**OBJECTIVE**
Present each line of the listing below as a Markdown table with the columns "No." and "Entry", giving every row a number and leaving out blank lines. Omit the pictures from the answer.

**STORED ROWS**
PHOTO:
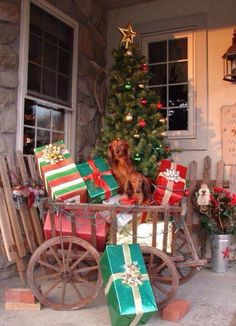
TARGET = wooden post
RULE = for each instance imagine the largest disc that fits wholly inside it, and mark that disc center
(11, 209)
(5, 226)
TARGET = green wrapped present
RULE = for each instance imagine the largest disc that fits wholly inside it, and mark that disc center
(128, 289)
(58, 171)
(99, 179)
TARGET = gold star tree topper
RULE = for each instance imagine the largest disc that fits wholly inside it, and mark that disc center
(128, 35)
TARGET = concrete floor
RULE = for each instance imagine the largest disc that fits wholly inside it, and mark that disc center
(212, 297)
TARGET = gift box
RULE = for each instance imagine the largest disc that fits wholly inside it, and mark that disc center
(62, 225)
(144, 235)
(58, 171)
(128, 290)
(99, 180)
(170, 183)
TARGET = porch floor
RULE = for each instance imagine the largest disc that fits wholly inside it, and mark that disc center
(212, 297)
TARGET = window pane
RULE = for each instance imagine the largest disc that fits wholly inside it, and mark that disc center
(34, 77)
(53, 52)
(158, 74)
(49, 83)
(178, 119)
(157, 52)
(43, 137)
(43, 117)
(50, 28)
(65, 36)
(178, 49)
(35, 49)
(64, 64)
(58, 120)
(50, 55)
(178, 72)
(63, 88)
(56, 136)
(30, 113)
(161, 93)
(29, 140)
(36, 20)
(178, 95)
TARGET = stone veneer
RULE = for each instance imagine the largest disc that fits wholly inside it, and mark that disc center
(92, 19)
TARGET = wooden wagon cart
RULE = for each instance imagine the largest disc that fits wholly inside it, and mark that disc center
(64, 273)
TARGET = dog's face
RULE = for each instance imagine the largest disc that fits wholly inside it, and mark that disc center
(118, 148)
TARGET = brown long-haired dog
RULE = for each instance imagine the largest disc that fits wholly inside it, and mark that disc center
(120, 161)
(137, 187)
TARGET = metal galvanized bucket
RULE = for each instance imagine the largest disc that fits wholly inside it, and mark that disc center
(220, 246)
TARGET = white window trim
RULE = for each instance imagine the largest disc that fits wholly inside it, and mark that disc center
(198, 140)
(70, 121)
(189, 34)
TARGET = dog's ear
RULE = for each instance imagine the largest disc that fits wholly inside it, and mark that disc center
(129, 189)
(127, 150)
(110, 152)
(146, 189)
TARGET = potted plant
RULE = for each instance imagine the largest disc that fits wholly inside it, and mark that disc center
(218, 217)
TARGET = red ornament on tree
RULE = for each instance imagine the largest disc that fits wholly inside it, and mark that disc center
(142, 123)
(143, 101)
(186, 193)
(159, 105)
(144, 67)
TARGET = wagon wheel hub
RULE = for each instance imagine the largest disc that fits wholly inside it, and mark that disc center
(66, 276)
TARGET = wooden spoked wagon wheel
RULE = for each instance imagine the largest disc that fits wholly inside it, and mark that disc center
(64, 274)
(162, 273)
(183, 250)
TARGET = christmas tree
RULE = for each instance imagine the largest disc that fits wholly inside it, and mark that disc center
(133, 110)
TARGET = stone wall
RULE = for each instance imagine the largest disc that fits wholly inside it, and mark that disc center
(92, 19)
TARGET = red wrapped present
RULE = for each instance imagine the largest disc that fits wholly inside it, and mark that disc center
(170, 183)
(82, 225)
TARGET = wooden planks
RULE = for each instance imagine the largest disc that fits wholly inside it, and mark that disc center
(32, 211)
(6, 231)
(11, 209)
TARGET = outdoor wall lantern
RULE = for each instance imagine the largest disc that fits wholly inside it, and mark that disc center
(229, 59)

**ANSWER FOR THE TASK**
| No. | Entry |
|---|---|
| 1 | PHOTO: |
| 2 | TARGET = wooden post |
| 3 | RULE = for each instance imagine the largest disc that fits wholly inside it, and mark that disc center |
| 4 | (11, 209) |
| 5 | (5, 226) |
| 6 | TARGET = green wrapped present |
| 7 | RULE = for each instance imagine the largest disc that fits wholly inside it, and mark that disc center |
| 8 | (128, 289) |
| 9 | (58, 171) |
| 10 | (99, 179) |
| 11 | TARGET = gold star tree topper |
| 12 | RULE = for each instance imagine the largest disc that fits wholly inside it, and mark that disc center |
| 13 | (128, 35) |
| 14 | TARGET = concrete floor |
| 15 | RULE = for each instance imagine the largest disc that fits wholly inside it, and mark that disc center |
| 16 | (212, 297) |
| 17 | TARGET = gift box |
| 18 | RULE = for each instance imagine the largest disc that fits wholly inside it, and mark that disc center |
| 19 | (62, 225) |
| 20 | (144, 235) |
| 21 | (58, 171) |
| 22 | (128, 290) |
| 23 | (99, 180) |
| 24 | (170, 183) |
| 25 | TARGET = porch floor |
| 26 | RULE = for each instance imagine the largest disc that fits wholly inside it, and mark that disc center |
| 27 | (212, 297) |
| 28 | TARGET = window pane |
| 29 | RULE = for each instance imagine the largest disc that fits wholly inside it, and mark that disc center |
| 30 | (34, 77) |
| 31 | (53, 52) |
| 32 | (158, 74) |
| 33 | (49, 83) |
| 34 | (178, 119) |
| 35 | (157, 52) |
| 36 | (43, 137) |
| 37 | (43, 117) |
| 38 | (50, 28) |
| 39 | (65, 36) |
| 40 | (178, 49) |
| 41 | (35, 49) |
| 42 | (64, 64) |
| 43 | (58, 120) |
| 44 | (50, 55) |
| 45 | (178, 72) |
| 46 | (63, 88) |
| 47 | (56, 136) |
| 48 | (30, 113) |
| 49 | (161, 93) |
| 50 | (29, 140) |
| 51 | (36, 20) |
| 52 | (178, 95) |
| 53 | TARGET = stone veneer |
| 54 | RULE = for each instance imagine the largest disc that fits wholly inside it, and mark that disc center |
| 55 | (92, 19) |
| 56 | TARGET = wooden wagon cart |
| 57 | RULE = for each instance imagine the largest disc that fits wholly inside it, and mark that disc center |
| 58 | (64, 273) |
| 59 | TARGET = dog's face |
| 60 | RULE = for each instance imagine the largest disc that fits wholly inside it, and mark that disc center |
| 61 | (118, 148) |
| 62 | TARGET = brown long-haired dog |
| 63 | RULE = for each instance imagine the largest disc that fits wholly inside it, and mark that disc center |
| 64 | (120, 161) |
| 65 | (137, 187) |
| 66 | TARGET = metal galvanized bucket |
| 67 | RULE = for each instance imagine the largest disc that fits wholly inside it, and mark that disc center |
| 68 | (220, 246) |
| 69 | TARGET = white window trim |
| 70 | RULE = for each instance imagine the largest disc that fits wholly inside it, and mark that disc center |
| 71 | (198, 140) |
| 72 | (70, 121) |
| 73 | (189, 34) |
| 74 | TARGET = dog's ear |
| 75 | RULE = for each instance imagine the largest disc that fits wholly inside it, and mark that disc center |
| 76 | (129, 189) |
| 77 | (127, 150) |
| 78 | (110, 152) |
| 79 | (146, 189) |
| 80 | TARGET = potted plant |
| 81 | RULE = for each instance imagine the largest disc that fits wholly inside it, and mark that disc center |
| 82 | (218, 217) |
| 83 | TARGET = red ornament on tree |
| 84 | RULE = for each instance imagine the largest disc that fits wholly inside it, and mark that disc center |
| 85 | (142, 123) |
| 86 | (143, 101) |
| 87 | (186, 193) |
| 88 | (159, 105) |
| 89 | (144, 67) |
| 90 | TARGET = wagon wheel hub |
| 91 | RULE = for each instance imagine the largest disc that fits wholly inside it, and mark that disc center |
| 92 | (66, 276) |
| 93 | TARGET = wooden spoked wagon wheel |
| 94 | RULE = for each instance imagine the largest disc that fits wholly inside it, and mark that disc center |
| 95 | (64, 274) |
| 96 | (162, 273) |
| 97 | (183, 250) |
| 98 | TARGET = christmas tree |
| 99 | RULE = for each instance imagine the largest disc that fits wholly inside it, and mark that disc center |
| 100 | (133, 110) |
| 101 | TARGET = stone wall |
| 102 | RULE = for each instance imagine the largest disc that fits wholly inside it, and mark that disc center |
| 103 | (92, 19) |
| 104 | TARGET = red wrapped present |
| 105 | RULE = for each instance imagine the largest disc that fits wholly inside it, and mark that disc center |
| 106 | (170, 183) |
| 107 | (82, 225) |
| 108 | TARGET = wooden planks |
| 109 | RULE = for each instance imagine the largest disc that fits wholly inside it, and mark that disc center |
| 110 | (32, 211) |
| 111 | (6, 231) |
| 112 | (11, 209) |
| 113 | TARGET = outdoor wall lantern |
| 114 | RULE = for each instance imagine the largest disc that fits wholly inside it, and mark that disc center |
| 115 | (229, 59) |